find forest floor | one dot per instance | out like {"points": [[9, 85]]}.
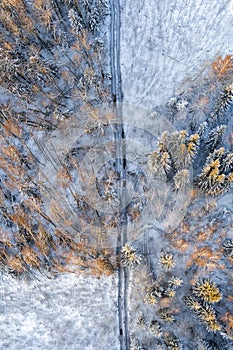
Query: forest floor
{"points": [[162, 53]]}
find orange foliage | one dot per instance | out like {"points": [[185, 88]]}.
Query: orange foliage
{"points": [[223, 66]]}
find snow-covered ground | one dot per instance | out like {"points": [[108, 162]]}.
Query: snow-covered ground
{"points": [[164, 42], [67, 312]]}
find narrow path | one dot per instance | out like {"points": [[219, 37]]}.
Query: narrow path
{"points": [[121, 165]]}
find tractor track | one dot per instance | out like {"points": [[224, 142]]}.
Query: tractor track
{"points": [[117, 96]]}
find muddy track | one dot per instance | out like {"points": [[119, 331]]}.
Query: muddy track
{"points": [[116, 89]]}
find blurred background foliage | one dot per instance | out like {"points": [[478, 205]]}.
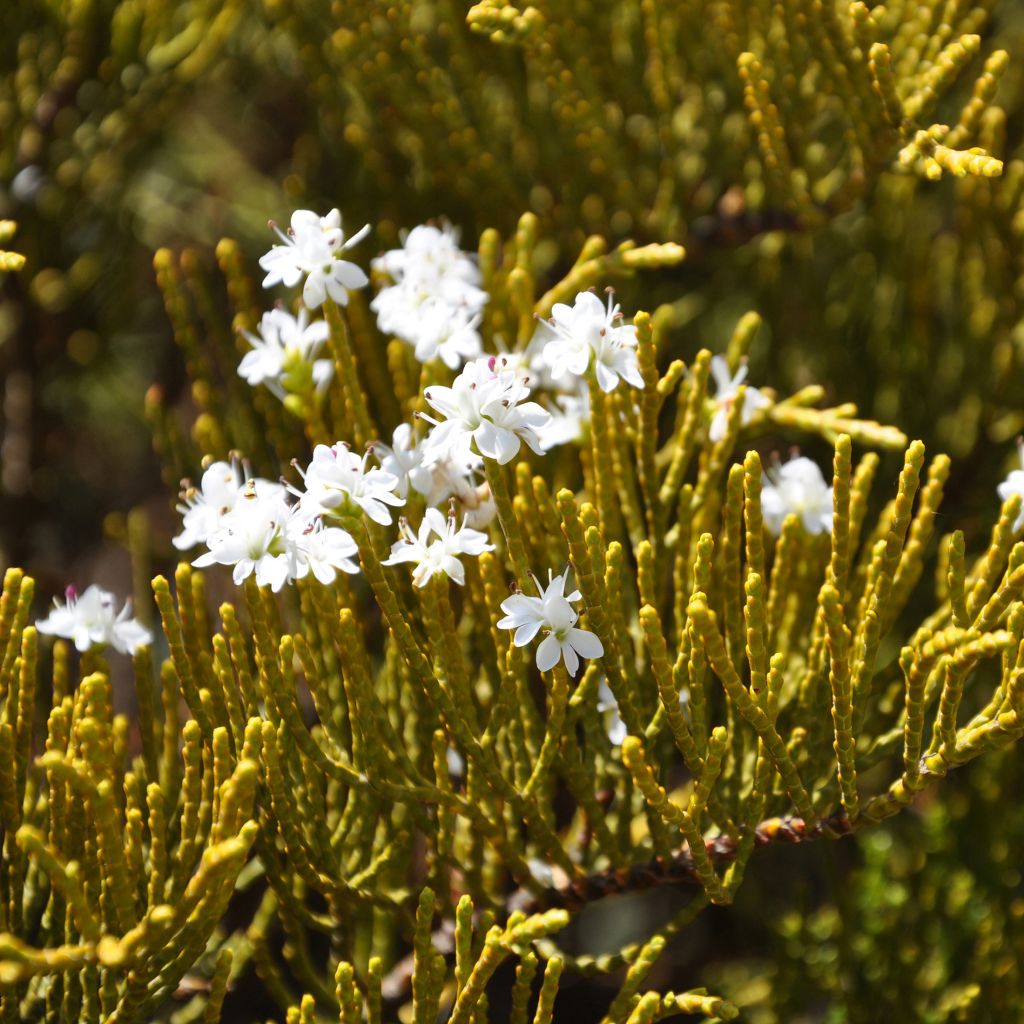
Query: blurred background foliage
{"points": [[752, 132]]}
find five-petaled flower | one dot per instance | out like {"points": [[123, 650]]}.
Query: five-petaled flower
{"points": [[797, 487], [553, 613], [439, 555], [726, 386], [89, 621], [435, 302], [485, 406], [283, 354], [589, 329], [312, 248], [337, 478]]}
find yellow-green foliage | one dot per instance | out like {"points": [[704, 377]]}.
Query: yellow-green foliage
{"points": [[781, 157], [313, 764]]}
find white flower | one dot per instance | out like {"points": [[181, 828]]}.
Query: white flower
{"points": [[321, 550], [284, 353], [312, 248], [552, 612], [485, 404], [338, 476], [1014, 484], [797, 487], [432, 254], [435, 302], [726, 386], [253, 538], [204, 509], [89, 621], [433, 557], [456, 764], [404, 460], [448, 334], [608, 706], [589, 328]]}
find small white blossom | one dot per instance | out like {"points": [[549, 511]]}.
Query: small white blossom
{"points": [[456, 764], [312, 249], [437, 476], [589, 329], [608, 706], [439, 555], [797, 487], [726, 386], [448, 334], [542, 871], [253, 538], [485, 406], [203, 509], [553, 613], [284, 353], [337, 476], [89, 621], [1014, 484], [321, 551], [435, 301], [406, 459]]}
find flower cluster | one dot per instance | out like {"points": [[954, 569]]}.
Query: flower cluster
{"points": [[436, 475], [312, 249], [249, 523], [89, 621], [485, 407], [435, 303], [553, 613]]}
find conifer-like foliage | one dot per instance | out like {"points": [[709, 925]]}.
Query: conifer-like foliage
{"points": [[635, 649]]}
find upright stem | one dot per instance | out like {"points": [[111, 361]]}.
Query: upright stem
{"points": [[509, 523]]}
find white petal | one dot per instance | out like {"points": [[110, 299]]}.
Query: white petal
{"points": [[548, 653]]}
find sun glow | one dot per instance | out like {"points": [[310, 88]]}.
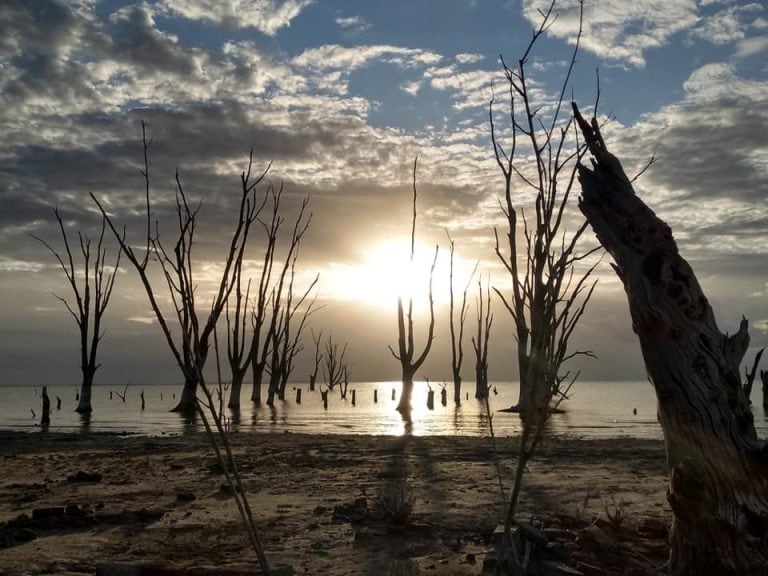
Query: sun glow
{"points": [[385, 272]]}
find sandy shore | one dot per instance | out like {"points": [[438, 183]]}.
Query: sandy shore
{"points": [[316, 501]]}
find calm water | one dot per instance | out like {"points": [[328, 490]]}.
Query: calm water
{"points": [[595, 409]]}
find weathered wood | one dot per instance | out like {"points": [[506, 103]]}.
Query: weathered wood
{"points": [[718, 468], [749, 375]]}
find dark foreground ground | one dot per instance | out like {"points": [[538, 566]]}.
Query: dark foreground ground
{"points": [[324, 504]]}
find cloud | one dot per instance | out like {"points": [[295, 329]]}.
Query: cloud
{"points": [[751, 46], [712, 149], [333, 56], [266, 16], [412, 88], [353, 25], [727, 25], [621, 31], [465, 58]]}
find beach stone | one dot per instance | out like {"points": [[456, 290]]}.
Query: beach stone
{"points": [[531, 533], [354, 512], [185, 496], [13, 536], [552, 568], [172, 569], [653, 528], [594, 538], [81, 476]]}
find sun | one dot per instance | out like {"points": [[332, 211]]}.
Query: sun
{"points": [[385, 272]]}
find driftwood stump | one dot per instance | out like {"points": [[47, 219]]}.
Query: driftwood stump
{"points": [[718, 468]]}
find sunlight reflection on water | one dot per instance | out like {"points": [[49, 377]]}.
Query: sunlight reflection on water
{"points": [[595, 409]]}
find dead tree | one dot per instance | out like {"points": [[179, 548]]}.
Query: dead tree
{"points": [[45, 415], [548, 295], [288, 344], [481, 339], [718, 468], [190, 343], [764, 381], [549, 287], [318, 358], [268, 310], [406, 353], [261, 324], [91, 299], [457, 340], [334, 366], [749, 375], [237, 334]]}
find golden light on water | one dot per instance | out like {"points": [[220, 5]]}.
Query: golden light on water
{"points": [[385, 272]]}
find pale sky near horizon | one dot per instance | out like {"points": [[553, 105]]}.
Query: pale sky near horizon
{"points": [[341, 96]]}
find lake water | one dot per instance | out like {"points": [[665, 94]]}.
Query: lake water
{"points": [[595, 409]]}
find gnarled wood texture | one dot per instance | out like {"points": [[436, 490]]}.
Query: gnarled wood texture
{"points": [[718, 468]]}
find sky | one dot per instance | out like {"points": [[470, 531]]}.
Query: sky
{"points": [[341, 96]]}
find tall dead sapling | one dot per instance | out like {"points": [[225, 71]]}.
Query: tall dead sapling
{"points": [[91, 299], [190, 343], [406, 353], [549, 291], [482, 338], [316, 338], [457, 324], [718, 467], [550, 283], [749, 375], [764, 381], [294, 316], [191, 353], [260, 339], [237, 335], [271, 311], [335, 365]]}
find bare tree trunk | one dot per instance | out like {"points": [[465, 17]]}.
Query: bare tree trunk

-------

§ AIM OF THE EXERCISE: All of the data above should be transcribed verbatim, with pictures omitted.

§ CORRECT OUTPUT:
find forest floor | one dot per instance | out like {"points": [[9, 85]]}.
Query: forest floor
{"points": [[162, 53]]}
find orange foliage | one dot per instance | out like {"points": [[185, 88]]}.
Query: orange foliage
{"points": [[223, 66]]}
find snow-covered ground | one dot per instance | out like {"points": [[108, 162]]}.
Query: snow-covered ground
{"points": [[164, 42], [67, 312]]}
find narrow path | one dot per instance | out like {"points": [[219, 37]]}.
Query: narrow path
{"points": [[121, 165]]}
find tractor track | one dot per instance | out like {"points": [[224, 142]]}.
Query: tractor track
{"points": [[117, 96]]}
find muddy track | one dot per instance | out like {"points": [[119, 331]]}.
Query: muddy track
{"points": [[116, 89]]}
find blurred background foliage | one dot per instance | out like {"points": [[478, 205]]}.
Query: blurred background foliage
{"points": [[752, 132]]}
find five-petaled flower | one dot per instance | out like {"points": [[123, 650]]}.
Query: five-petaled flower
{"points": [[797, 487], [553, 613], [439, 555], [726, 386], [89, 621], [435, 302], [485, 406], [283, 354], [589, 329], [312, 248], [337, 478]]}
find yellow-green foliage | one dot per instance | out like {"points": [[704, 377]]}.
Query: yellow-green foliage
{"points": [[781, 157], [313, 764]]}
find white flower | one dot per instance | out like {"points": [[181, 828]]}.
Query: white flower
{"points": [[321, 550], [284, 353], [312, 248], [552, 612], [485, 404], [338, 476], [1014, 484], [797, 487], [432, 254], [435, 302], [726, 386], [253, 538], [204, 509], [89, 621], [433, 557], [456, 764], [404, 460], [448, 334], [608, 706], [589, 328]]}
find small white blossom | one dot per instance | out like {"points": [[549, 511]]}.
Query: small white blossom
{"points": [[456, 764], [312, 249], [437, 476], [589, 329], [608, 706], [439, 555], [797, 487], [726, 386], [448, 334], [542, 871], [253, 538], [485, 406], [203, 509], [553, 613], [284, 353], [337, 476], [89, 621], [1014, 484], [321, 551], [435, 301], [406, 459]]}
find flower cluster | one dot per instance | out like {"points": [[954, 569]]}.
Query: flower cluster
{"points": [[436, 475], [312, 249], [249, 523], [89, 621], [485, 407], [435, 303], [553, 613]]}
find conifer-like foliage | one dot per instance | out like {"points": [[709, 925]]}.
Query: conifer-like foliage
{"points": [[635, 649]]}
find upright stem | one dot per instance | out like {"points": [[111, 361]]}.
Query: upright stem
{"points": [[509, 523]]}
find white petal | one dot per instance | out like {"points": [[110, 299]]}.
Query: white petal
{"points": [[548, 653]]}
find sun glow | one dot per instance | out like {"points": [[310, 88]]}.
Query: sun glow
{"points": [[385, 272]]}
find sandy shore | one dot per instance | out like {"points": [[438, 183]]}.
Query: sandy shore
{"points": [[316, 501]]}
find calm water | one dot per instance | out like {"points": [[328, 490]]}.
Query: calm water
{"points": [[595, 409]]}
find weathered wood | one dot per instance | out like {"points": [[506, 103]]}.
Query: weathered wood
{"points": [[718, 468], [749, 375]]}
find dark foreground ground | one dot per instance | out like {"points": [[538, 566]]}.
Query: dark foreground ground
{"points": [[324, 504]]}
find cloud | one dot per instance | out like {"points": [[295, 329]]}.
Query: cloud
{"points": [[751, 46], [712, 149], [333, 56], [266, 16], [412, 88], [353, 25], [727, 25], [621, 31], [465, 58]]}
find beach stone | one dot per instance | out like {"points": [[456, 290]]}.
Query: beach stone
{"points": [[531, 533], [354, 512], [185, 496], [13, 536], [552, 568], [172, 569], [653, 528], [594, 538], [81, 476]]}
find sun | one dot per instance | out like {"points": [[332, 211]]}.
Query: sun
{"points": [[385, 272]]}
find driftwood stump | one dot per instance | out like {"points": [[47, 219]]}.
Query: driftwood stump
{"points": [[718, 468]]}
find sunlight reflection on water | one dot per instance | out like {"points": [[49, 377]]}.
Query: sunlight reflection on water
{"points": [[595, 409]]}
find dead tree | one dot per instance | out like {"points": [[179, 548]]}.
Query: dead tree
{"points": [[45, 415], [548, 295], [288, 344], [481, 339], [718, 468], [190, 343], [764, 381], [549, 287], [318, 358], [268, 310], [406, 353], [261, 324], [91, 299], [457, 340], [334, 366], [749, 375], [237, 334]]}
find golden light on water | one dot per instance | out like {"points": [[220, 5]]}.
Query: golden light on water
{"points": [[385, 272]]}
find pale sky near horizon | one dot per instance | out like {"points": [[553, 105]]}.
Query: pale sky near horizon
{"points": [[341, 96]]}
find lake water | one dot per instance | out like {"points": [[665, 94]]}.
Query: lake water
{"points": [[595, 409]]}
find gnarled wood texture | one dot per instance | out like {"points": [[436, 490]]}.
Query: gnarled wood texture
{"points": [[718, 468]]}
find sky | one dot per instance | out like {"points": [[470, 531]]}.
Query: sky
{"points": [[341, 96]]}
find tall dead sapling | one dot per instance | out like {"points": [[225, 71]]}.
Query: tall dead sapling
{"points": [[91, 299], [190, 343], [406, 353], [549, 291], [482, 338], [316, 338], [457, 324], [718, 467], [550, 283], [749, 375], [764, 381], [294, 316], [191, 353], [260, 339], [237, 335], [271, 311], [335, 365]]}
find bare tree trunk | one dot per instance | out like {"points": [[465, 17]]}.
Query: bare tree trunk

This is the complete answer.